WRITTEN INSTRUCTION » Starting with the line that contains "flower in the photo above.", set down each line through the end of the entries below, exactly and with nothing added.

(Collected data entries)

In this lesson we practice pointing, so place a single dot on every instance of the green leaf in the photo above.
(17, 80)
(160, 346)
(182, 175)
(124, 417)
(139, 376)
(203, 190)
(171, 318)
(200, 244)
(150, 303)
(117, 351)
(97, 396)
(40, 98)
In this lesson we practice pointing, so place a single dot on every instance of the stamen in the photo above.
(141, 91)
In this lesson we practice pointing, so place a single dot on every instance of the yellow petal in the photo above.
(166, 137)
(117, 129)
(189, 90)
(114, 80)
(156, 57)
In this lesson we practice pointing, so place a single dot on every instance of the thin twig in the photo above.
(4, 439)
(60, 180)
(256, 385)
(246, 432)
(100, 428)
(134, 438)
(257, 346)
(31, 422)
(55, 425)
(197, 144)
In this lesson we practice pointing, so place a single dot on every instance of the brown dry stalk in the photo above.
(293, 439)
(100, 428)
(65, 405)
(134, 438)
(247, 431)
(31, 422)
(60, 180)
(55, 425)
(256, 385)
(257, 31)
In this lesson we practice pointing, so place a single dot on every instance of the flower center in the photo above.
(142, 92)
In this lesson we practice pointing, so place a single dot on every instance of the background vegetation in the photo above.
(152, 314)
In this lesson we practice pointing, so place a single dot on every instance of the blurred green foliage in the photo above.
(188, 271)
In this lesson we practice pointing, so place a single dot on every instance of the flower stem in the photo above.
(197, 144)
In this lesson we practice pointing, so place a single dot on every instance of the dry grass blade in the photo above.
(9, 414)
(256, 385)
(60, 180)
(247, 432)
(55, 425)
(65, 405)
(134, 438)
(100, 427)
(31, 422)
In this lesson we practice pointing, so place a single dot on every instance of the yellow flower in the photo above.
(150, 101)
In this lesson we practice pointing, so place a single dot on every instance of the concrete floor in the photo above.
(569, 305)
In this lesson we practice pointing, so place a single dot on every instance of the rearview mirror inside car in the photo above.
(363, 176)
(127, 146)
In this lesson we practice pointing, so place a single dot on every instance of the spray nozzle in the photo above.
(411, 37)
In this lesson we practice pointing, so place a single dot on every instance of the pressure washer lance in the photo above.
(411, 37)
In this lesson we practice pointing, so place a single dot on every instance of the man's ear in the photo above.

FULL RESPONSE »
In this lesson we practice pointing, so place a single dot on every instance of the yellow flower in the photo above.
(150, 101)
In this lesson we practice pointing, so place a single dot on every instance of the concrete floor in the photo above.
(569, 305)
In this lesson we practice pointing, so place a single dot on every instance of the rearview mirror inside car in the photo above.
(363, 176)
(127, 146)
In this lesson we practice pointing, so place a single dot on every instance of the spray nozzle in the photo above.
(411, 37)
In this lesson we practice pointing, so place a single dot on every instance of the pressure washer lance in the photo above.
(411, 37)
In this lesson we practice pointing, so place a single dot on every instance of the man's ear in the photo above.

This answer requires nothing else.